Passage shown
>>>>>
Here's what that means.
Payment processing today is a critical part of the shopper experience ecosystem. The legacy, siloed payment systems of yesterday no longer serve the needs of today's shoppers. Instead of choosing a payment processor solely on the lowest cost, it's time to evaluate and modernize your entire shopping experience. Here are a few things to consider:
Are you giving shoppers what they want?
APMs = growth. Your customers want more flexible payment options, especially your mobile shoppers. This has given rise to alternative payment methods like digital and mobile wallets to financing tools. APMs already account for over 43% of global transactions and that figure is expected to rise over the next few years..
As shopper demands and expectations continue to rise, one-click checkout has stepped into the spotlight as the holy grail of the mobile shopping experience. Not offering shoppers their preferred method of payment or not offering a fast, convenient way to complete their purchase are the main reasons for the industry-wide cart abandonment rate of over 70%. The cart abandonment rate spikes even higher on mobile, to 85%. Just at checkout, this adds up to nearly $1T in abandoned checkouts in the United States alone every year, and upwards of $10T globally.
You want a payment processor with built-in APM integrations so you can offload the headache of managing multiple backend and frontend APM integrations. A streamlined checkout experience can reduce the friction during that final step of the buying journey.
More importantly, you give your shoppers what they want: their payment method of choice and the convenience of one-click checkout. You benefit from higher conversion and lower cart abandonment rates and your customers benefit from an amazing customer experience.
Is there access to other capabilities?
Any discussion around payments needs to take into account what happens before with the all-important moment of conversion: the checkout experience. Are payment capabilities integrated into checkout capabilities? If so, what is the ROI of "bundling" those capabilities into a single provider versus decoupling them?
An equally important capability is fraud prevention. In addition to reducing false declines with stronger fraud detection and prevention measures, it is worth evaluating how your fraud prevention capability delivers against the entire customer journey. Shoppers demand ease and convenience. Selling through a shopper network means that your shoppers don't have to enter in their payment and billing information, even if they have never shopped at your site before.
Additionally, shoppers with network accounts are at a lower fraud risk because they are already known and trusted within the network. That means a better shopping experience for shoppers and peace of mind for retailers with a 99% approval rate. It's a win-win.
What's the competitive advantage?
Assuming the first two considerations are leaving you with a "can't decide" conundrum among multiple payment-only processors, here is the final thing to consider: the competitive advantage. One of those competitive advantages will come down to access to first-party data.
Recent privacy changes from Apple and Google mean merchants will not only lose the ability to track shoppers anonymously through cookies, but it will also be more difficult to do device-based authentication. Smarter customer acquisition and post-purchase experiences will be more important than ever with this impending cookie apocalypse.
The Bolt network offers merchants access to first-party data with over seven million checkout-ready shoppers and hundreds of thousands of new Bolt account shoppers added every month. Even first-time shoppers benefit from a one-click checkout experience with no redirects, usernames or passwords. And each merchant that joins the Bolt network creates more value for shoppers and other merchants alike, creating a strong network effect and providing all with an alternative to the big global marketplaces.
The payments industry continues to evolve with new players entering every day, leaving merchants with a dizzying array of choices and feature parity. Instead of choosing a payment processor in a vacuum, merchants should consider the total cost of ownership by looking at the entire shopping experience. This consideration must include APM integrations, convenient one-click checkout experiences, fraud prevention, and access to other capabilities like one-click account creation.
The end result will be a modernized payments infrastructure that provides a great customer experience, also while helping merchants alleviate the burden of choice.
<<<<<
Records for this task
>>>>>
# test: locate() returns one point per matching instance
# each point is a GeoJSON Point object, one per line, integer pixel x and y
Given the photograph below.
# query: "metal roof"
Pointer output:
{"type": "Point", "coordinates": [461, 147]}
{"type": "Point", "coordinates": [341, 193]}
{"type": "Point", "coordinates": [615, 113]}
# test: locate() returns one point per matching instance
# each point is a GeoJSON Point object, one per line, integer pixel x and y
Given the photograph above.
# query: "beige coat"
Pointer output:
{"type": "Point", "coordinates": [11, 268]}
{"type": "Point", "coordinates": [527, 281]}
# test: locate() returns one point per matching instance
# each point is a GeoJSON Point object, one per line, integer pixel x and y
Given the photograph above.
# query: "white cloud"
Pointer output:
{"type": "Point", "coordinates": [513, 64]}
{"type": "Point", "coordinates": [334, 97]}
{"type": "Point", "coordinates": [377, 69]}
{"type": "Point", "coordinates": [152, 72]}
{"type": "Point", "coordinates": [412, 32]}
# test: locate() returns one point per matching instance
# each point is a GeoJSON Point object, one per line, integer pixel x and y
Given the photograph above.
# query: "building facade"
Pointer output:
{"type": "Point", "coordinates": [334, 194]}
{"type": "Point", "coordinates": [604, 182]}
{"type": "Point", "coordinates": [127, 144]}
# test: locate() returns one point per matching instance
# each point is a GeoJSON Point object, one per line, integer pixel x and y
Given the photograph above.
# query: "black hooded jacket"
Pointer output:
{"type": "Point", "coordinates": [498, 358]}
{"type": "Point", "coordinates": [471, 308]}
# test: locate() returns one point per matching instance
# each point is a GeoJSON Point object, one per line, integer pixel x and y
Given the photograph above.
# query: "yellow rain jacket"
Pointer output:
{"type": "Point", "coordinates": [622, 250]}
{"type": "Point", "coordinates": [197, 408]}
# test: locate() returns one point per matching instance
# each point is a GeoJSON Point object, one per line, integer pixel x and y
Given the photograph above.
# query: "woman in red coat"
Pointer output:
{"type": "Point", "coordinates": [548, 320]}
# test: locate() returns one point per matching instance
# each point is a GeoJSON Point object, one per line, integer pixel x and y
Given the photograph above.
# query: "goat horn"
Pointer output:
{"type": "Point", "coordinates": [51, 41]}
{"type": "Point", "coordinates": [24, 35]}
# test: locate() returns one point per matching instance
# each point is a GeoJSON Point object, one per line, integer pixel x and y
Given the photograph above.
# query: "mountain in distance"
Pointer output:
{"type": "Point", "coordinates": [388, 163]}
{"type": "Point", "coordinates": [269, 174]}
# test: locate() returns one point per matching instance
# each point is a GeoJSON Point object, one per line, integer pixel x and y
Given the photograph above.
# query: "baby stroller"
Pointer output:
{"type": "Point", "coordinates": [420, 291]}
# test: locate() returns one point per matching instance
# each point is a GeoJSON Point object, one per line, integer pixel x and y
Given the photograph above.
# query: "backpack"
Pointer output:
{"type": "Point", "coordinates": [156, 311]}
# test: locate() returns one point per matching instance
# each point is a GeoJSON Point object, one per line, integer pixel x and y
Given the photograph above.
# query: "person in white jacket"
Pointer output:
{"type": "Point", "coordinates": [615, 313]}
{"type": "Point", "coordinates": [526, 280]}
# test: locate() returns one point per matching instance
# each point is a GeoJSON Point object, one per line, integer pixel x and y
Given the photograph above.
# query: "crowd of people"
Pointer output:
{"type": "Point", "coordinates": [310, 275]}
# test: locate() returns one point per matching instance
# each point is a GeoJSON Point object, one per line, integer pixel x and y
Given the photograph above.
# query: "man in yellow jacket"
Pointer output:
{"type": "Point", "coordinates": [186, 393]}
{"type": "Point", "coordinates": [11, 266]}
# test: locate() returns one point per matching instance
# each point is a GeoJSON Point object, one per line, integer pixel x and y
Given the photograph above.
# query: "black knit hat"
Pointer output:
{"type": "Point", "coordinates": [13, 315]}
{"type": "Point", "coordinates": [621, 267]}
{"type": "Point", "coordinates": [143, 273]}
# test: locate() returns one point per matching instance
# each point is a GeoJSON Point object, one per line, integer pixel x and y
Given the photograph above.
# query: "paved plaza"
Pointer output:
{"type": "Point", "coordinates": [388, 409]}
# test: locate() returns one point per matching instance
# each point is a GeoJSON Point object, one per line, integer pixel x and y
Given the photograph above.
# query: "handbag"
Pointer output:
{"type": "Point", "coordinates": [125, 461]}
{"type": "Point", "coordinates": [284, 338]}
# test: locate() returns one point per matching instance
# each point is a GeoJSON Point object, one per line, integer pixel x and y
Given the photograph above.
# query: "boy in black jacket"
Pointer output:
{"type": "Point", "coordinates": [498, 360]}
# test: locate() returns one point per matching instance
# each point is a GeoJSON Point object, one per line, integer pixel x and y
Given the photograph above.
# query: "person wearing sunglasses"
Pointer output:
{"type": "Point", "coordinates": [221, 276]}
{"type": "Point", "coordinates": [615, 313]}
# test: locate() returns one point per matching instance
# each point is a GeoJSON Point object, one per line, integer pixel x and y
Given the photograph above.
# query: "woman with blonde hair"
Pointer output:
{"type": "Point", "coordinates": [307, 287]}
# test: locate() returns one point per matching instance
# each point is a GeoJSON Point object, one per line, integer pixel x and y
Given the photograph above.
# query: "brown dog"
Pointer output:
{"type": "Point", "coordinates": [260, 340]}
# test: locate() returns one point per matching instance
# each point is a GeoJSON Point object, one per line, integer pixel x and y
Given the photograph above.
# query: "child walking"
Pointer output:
<<<<<
To do
(a) Copy the stretch of the payment-processing passage from "Recent privacy changes" through "impending cookie apocalypse.".
(b) How many lines of the rows contain the string "yellow"? Reply with the number alone.
These rows bear no relation to the passage on payment processing.

Worked solutions
(a)
Recent privacy changes from Apple and Google mean merchants will not only lose the ability to track shoppers anonymously through cookies, but it will also be more difficult to do device-based authentication. Smarter customer acquisition and post-purchase experiences will be more important than ever with this impending cookie apocalypse.

(b) 2